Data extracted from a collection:
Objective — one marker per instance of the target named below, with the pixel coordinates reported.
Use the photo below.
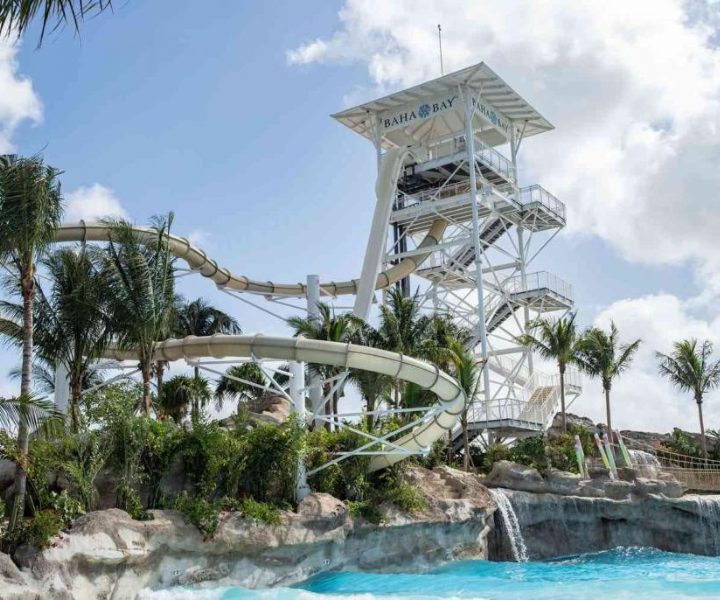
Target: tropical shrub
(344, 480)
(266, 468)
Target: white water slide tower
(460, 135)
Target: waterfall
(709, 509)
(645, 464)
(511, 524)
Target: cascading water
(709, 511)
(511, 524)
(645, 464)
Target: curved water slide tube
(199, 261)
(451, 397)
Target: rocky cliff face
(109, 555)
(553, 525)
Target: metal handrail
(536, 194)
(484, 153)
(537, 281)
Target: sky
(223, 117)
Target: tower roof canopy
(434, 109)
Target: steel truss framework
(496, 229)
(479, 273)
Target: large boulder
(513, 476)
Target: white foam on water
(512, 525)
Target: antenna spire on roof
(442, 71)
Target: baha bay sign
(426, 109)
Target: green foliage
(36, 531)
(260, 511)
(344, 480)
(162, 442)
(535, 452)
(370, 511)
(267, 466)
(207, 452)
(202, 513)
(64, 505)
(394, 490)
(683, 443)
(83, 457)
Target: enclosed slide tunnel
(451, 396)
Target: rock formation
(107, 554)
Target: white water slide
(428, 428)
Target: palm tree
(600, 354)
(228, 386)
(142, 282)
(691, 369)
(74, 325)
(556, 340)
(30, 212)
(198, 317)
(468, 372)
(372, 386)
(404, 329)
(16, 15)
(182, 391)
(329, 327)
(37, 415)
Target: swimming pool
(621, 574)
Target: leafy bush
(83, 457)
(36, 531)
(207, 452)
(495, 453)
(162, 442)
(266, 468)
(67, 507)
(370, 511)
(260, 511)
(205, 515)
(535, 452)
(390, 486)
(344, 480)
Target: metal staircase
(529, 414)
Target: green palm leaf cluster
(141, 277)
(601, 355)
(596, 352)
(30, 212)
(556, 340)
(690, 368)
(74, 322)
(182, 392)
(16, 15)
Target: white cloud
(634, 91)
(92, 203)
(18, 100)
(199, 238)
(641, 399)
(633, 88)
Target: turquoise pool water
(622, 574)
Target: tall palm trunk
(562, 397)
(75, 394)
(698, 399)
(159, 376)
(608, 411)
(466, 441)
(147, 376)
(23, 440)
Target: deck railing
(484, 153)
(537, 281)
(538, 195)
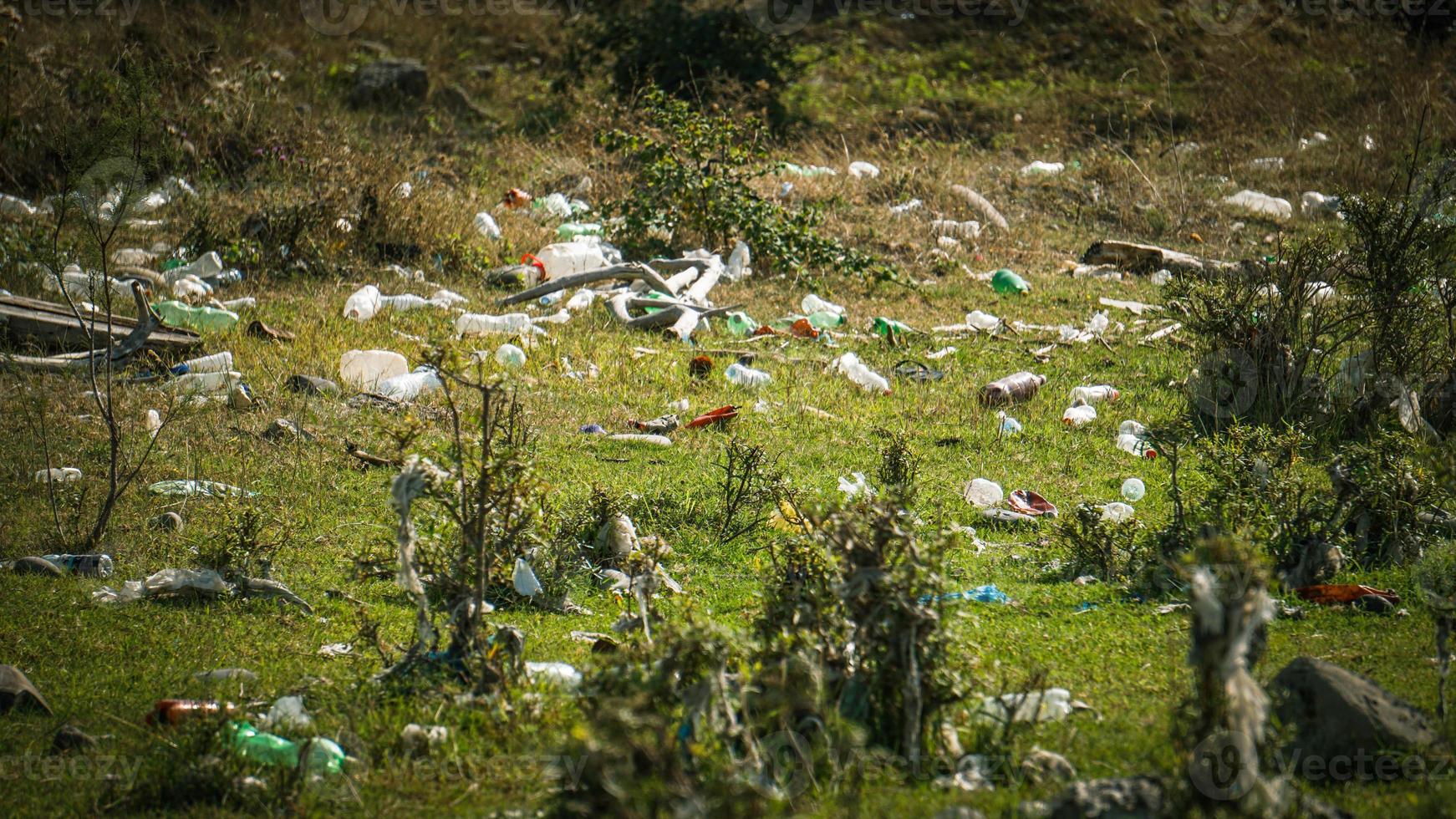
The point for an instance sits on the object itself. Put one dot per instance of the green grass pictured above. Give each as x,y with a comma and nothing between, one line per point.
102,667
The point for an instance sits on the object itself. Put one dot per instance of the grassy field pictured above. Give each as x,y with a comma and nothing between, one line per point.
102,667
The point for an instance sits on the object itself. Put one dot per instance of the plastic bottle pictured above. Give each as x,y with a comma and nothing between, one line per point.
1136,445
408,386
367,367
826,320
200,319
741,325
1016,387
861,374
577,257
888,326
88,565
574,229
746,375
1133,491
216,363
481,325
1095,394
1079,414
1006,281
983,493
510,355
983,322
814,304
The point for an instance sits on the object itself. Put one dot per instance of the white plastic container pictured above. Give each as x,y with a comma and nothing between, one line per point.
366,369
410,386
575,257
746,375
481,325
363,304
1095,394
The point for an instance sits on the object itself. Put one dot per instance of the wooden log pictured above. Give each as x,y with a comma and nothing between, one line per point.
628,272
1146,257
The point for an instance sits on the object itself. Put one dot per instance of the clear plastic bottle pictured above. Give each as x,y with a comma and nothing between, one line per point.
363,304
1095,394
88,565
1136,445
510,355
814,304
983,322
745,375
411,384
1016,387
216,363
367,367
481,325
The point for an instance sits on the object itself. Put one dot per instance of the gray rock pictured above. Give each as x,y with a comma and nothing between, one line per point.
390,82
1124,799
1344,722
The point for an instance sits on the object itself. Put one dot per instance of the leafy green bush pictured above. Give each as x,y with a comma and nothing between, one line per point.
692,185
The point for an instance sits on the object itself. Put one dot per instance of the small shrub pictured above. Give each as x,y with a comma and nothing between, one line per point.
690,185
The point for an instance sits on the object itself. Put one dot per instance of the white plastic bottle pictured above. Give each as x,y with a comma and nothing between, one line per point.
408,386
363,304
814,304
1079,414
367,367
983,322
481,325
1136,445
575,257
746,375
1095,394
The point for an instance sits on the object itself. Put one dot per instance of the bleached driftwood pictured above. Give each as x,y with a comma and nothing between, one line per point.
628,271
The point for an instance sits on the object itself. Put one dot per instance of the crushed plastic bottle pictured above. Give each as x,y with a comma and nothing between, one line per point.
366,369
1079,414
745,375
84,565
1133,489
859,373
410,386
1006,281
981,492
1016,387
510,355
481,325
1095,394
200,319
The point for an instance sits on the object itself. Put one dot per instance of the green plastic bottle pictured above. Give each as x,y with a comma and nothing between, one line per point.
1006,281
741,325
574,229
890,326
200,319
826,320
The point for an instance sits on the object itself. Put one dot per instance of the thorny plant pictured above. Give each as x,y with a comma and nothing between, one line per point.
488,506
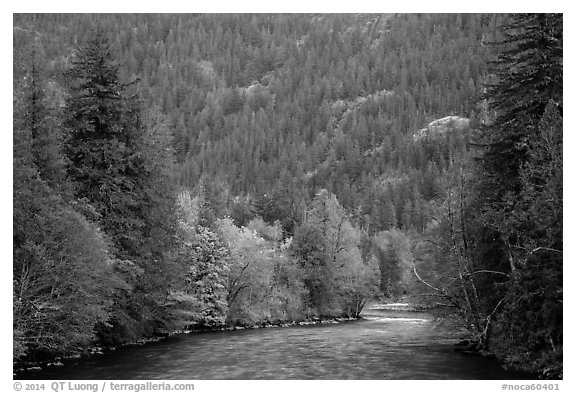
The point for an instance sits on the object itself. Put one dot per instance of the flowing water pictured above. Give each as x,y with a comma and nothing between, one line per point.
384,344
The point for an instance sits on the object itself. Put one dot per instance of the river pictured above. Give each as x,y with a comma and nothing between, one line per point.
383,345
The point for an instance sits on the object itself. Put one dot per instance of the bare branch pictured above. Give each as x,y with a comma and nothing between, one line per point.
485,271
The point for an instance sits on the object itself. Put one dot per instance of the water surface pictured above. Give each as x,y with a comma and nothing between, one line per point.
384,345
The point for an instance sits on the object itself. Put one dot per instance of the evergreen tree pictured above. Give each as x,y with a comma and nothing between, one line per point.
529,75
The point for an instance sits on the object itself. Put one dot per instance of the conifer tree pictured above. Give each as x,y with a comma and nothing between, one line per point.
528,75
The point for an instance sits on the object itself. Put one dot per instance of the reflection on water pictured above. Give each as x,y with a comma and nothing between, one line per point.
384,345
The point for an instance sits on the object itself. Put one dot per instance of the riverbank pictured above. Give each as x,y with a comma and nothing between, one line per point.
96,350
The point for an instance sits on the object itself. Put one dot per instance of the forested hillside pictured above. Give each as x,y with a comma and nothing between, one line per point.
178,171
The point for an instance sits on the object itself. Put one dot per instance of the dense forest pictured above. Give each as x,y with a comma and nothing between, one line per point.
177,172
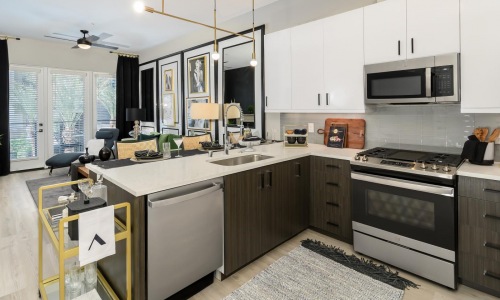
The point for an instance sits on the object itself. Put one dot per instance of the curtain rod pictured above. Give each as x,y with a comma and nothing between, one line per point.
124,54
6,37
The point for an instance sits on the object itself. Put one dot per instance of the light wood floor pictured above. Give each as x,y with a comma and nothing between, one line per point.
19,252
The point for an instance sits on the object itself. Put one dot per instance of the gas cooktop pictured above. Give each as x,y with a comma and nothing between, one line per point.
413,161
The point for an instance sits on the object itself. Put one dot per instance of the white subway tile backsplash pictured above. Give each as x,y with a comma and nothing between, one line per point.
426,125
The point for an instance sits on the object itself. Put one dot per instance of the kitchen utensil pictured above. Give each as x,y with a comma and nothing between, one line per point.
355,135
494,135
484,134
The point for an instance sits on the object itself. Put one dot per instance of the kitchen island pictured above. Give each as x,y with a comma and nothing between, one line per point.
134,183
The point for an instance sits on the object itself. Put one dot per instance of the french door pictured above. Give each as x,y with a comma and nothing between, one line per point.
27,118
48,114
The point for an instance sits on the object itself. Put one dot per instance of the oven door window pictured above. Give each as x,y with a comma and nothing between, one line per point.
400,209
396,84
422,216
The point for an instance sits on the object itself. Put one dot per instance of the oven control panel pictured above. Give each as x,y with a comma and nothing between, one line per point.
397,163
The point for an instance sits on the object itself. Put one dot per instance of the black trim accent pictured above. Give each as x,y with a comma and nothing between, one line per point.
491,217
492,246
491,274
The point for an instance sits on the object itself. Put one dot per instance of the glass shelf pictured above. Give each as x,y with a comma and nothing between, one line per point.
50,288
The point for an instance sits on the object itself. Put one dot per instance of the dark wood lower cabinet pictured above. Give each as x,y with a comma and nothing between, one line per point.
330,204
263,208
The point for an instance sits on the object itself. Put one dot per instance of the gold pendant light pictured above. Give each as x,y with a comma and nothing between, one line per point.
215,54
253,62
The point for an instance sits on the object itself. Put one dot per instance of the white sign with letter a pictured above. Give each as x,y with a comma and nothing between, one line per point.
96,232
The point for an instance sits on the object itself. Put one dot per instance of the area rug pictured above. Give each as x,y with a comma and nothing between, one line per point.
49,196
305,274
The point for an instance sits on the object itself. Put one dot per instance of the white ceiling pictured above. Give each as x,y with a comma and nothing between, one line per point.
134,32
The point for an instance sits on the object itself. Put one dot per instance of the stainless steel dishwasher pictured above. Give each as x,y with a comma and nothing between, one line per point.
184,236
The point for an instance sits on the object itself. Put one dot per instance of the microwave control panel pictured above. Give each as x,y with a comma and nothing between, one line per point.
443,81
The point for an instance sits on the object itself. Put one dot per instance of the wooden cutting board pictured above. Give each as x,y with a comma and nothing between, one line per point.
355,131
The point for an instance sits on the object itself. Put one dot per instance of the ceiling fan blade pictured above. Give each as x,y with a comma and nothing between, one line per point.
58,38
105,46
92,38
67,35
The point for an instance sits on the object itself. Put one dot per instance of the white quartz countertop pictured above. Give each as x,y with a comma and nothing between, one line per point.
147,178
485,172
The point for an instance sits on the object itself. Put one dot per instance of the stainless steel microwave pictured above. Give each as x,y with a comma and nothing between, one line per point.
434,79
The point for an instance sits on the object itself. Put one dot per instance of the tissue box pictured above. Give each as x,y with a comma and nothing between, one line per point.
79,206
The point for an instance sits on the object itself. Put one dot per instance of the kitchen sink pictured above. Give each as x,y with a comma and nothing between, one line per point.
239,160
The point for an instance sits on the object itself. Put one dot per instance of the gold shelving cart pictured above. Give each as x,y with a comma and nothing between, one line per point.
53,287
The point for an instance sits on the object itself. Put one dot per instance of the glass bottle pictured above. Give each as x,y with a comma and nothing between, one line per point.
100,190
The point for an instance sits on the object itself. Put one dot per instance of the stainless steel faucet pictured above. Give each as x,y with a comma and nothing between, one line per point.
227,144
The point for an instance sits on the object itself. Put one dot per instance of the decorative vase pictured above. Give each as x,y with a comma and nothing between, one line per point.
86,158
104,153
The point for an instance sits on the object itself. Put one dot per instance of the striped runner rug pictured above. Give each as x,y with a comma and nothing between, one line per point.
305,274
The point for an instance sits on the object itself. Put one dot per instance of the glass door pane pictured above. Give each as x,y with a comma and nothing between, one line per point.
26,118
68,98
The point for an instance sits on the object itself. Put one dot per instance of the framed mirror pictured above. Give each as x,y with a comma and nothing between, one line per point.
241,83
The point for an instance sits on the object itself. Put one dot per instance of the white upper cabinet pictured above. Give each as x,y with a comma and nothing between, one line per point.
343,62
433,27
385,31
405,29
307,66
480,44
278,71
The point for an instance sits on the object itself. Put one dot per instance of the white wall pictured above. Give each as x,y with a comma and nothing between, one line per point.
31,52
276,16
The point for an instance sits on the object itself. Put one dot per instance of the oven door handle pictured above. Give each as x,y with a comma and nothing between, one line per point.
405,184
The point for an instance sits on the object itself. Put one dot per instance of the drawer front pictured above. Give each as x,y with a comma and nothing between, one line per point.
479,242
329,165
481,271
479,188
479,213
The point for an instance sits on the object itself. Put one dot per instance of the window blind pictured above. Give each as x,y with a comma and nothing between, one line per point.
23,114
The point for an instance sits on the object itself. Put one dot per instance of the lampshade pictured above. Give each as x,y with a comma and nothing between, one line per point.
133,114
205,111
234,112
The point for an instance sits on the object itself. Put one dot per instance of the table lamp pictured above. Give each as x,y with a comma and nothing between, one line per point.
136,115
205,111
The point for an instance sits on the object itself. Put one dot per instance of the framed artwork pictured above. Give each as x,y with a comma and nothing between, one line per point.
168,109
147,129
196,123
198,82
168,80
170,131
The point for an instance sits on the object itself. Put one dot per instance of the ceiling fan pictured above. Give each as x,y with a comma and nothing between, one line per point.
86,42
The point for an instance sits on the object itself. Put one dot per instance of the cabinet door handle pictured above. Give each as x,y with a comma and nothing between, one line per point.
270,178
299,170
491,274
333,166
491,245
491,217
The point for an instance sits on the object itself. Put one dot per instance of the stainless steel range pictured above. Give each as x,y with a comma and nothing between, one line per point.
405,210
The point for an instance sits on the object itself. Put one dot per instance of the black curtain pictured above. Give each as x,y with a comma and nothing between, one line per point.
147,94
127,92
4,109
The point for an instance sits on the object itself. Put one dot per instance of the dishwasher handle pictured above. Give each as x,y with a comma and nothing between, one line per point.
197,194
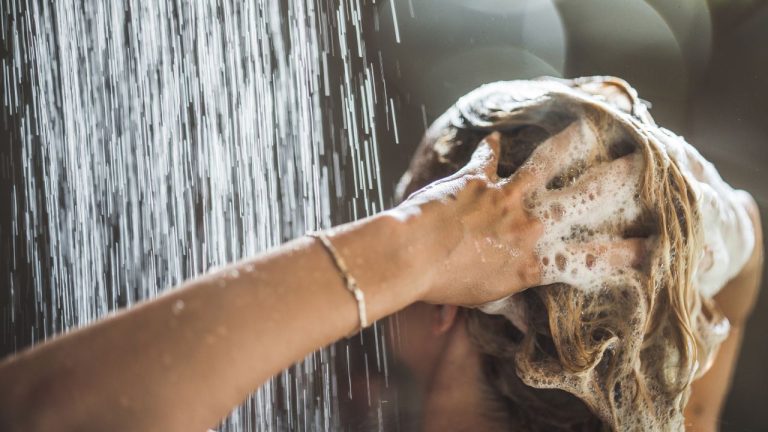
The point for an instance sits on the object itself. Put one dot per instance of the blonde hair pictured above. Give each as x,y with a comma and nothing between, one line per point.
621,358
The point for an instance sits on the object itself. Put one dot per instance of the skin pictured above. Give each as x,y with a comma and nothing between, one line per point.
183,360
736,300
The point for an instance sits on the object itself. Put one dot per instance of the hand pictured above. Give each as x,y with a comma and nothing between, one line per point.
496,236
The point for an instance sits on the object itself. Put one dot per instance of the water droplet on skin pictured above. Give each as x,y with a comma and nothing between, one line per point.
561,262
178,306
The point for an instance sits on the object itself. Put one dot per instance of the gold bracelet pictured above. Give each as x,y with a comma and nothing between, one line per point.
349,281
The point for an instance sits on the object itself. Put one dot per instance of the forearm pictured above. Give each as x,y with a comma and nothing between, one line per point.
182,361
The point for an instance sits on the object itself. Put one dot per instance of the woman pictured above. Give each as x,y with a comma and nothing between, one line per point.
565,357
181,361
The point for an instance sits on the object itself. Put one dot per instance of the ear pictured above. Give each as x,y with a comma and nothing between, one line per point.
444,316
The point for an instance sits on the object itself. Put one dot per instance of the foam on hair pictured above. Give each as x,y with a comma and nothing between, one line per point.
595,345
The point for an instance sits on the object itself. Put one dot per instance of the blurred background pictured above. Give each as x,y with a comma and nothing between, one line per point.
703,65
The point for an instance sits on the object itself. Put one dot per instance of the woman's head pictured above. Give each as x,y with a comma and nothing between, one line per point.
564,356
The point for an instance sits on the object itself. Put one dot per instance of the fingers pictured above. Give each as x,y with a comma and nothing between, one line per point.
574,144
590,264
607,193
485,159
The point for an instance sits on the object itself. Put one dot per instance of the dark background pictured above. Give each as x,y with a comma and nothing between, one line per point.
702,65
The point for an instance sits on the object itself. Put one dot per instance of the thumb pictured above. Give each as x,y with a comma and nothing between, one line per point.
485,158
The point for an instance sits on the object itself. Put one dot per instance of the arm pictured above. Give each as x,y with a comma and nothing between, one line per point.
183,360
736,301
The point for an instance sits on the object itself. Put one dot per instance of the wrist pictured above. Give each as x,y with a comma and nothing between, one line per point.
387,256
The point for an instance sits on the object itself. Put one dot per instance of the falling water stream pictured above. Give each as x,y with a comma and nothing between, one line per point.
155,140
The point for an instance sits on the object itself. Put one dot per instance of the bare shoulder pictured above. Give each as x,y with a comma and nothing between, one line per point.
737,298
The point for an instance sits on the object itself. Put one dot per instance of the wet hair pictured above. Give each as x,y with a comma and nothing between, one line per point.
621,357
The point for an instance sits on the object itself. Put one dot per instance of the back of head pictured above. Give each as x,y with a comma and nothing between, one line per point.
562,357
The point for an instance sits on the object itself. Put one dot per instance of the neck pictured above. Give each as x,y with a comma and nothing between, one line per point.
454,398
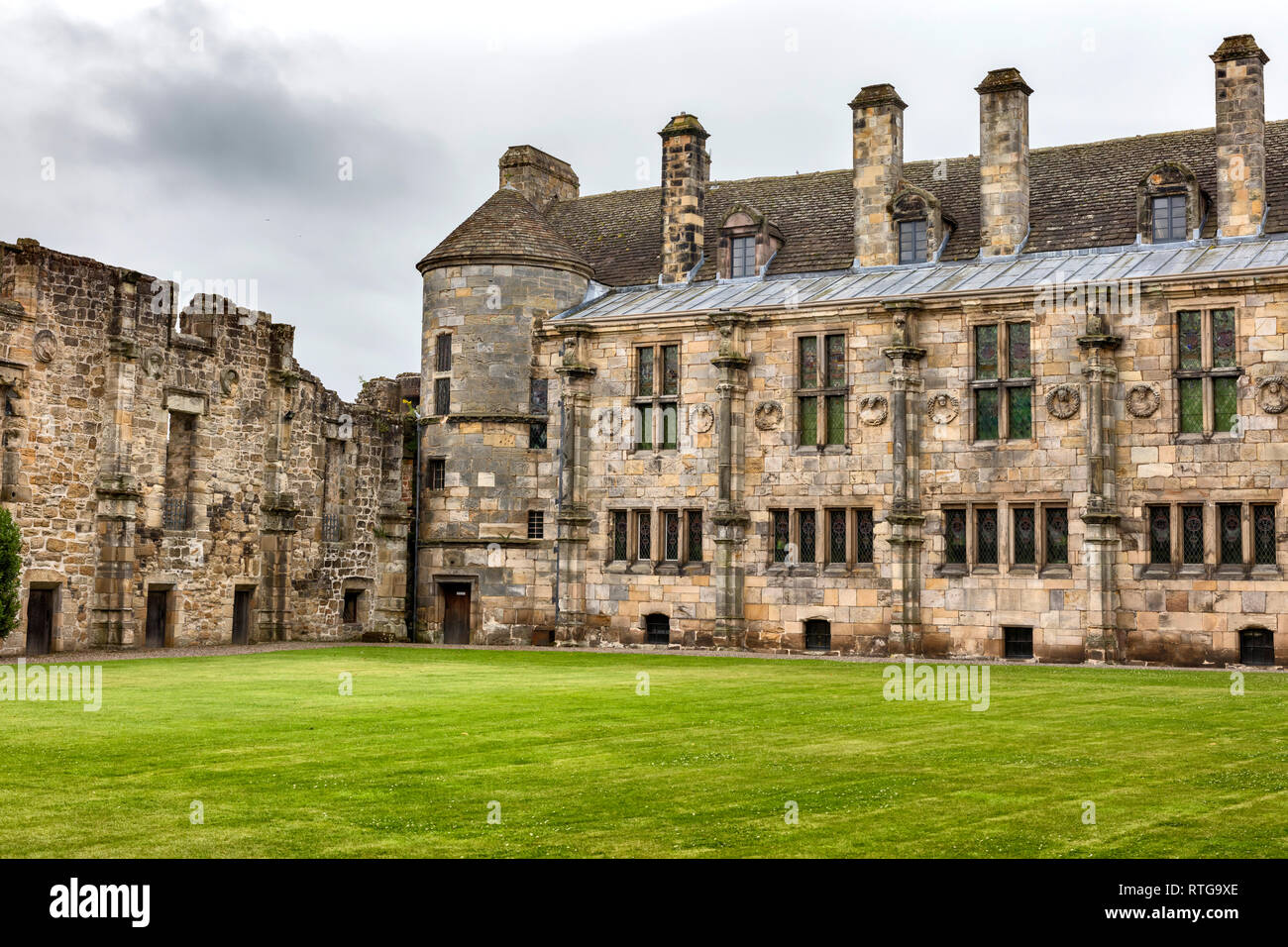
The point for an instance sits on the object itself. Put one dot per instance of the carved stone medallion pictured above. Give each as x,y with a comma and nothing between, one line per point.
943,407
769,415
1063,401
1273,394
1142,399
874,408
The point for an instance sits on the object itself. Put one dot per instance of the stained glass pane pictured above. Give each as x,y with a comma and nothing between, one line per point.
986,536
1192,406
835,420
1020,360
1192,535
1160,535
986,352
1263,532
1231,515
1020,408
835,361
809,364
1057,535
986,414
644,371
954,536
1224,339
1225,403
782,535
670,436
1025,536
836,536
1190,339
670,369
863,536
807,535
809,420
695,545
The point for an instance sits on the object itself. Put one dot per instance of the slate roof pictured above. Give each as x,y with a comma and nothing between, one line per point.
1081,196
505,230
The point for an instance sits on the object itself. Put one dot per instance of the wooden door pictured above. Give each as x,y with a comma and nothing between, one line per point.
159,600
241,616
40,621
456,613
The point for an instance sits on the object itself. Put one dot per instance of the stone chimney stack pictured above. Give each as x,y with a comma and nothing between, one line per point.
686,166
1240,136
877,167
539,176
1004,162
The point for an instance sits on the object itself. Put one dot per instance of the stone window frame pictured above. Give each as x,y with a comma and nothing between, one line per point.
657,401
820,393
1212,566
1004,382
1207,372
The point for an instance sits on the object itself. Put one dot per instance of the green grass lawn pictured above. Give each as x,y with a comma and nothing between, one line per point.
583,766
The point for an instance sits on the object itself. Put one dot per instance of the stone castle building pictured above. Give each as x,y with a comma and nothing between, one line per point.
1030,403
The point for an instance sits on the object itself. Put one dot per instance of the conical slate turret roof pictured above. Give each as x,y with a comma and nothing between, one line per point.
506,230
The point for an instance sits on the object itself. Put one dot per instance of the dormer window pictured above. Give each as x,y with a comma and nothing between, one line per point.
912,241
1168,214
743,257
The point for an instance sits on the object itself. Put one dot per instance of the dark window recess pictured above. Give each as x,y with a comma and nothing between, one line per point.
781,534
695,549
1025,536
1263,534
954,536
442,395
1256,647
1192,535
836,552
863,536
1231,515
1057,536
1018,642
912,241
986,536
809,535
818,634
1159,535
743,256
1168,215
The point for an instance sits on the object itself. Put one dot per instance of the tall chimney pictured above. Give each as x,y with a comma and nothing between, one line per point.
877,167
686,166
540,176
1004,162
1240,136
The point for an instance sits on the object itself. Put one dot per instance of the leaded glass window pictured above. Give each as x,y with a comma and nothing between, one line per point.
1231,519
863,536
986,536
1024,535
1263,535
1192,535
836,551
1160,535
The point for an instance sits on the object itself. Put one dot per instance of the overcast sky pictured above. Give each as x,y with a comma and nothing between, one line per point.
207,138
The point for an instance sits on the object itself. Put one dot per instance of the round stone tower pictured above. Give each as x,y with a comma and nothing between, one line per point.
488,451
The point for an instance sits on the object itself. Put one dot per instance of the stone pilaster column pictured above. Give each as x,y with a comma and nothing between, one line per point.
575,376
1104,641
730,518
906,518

--- Problem to work on ---
Working through the records above, copy each line in which "below" is found.

--- Result ---
Objective — one marker per instance of the target named below, with the pixel coordinates reported.
Use the photo below.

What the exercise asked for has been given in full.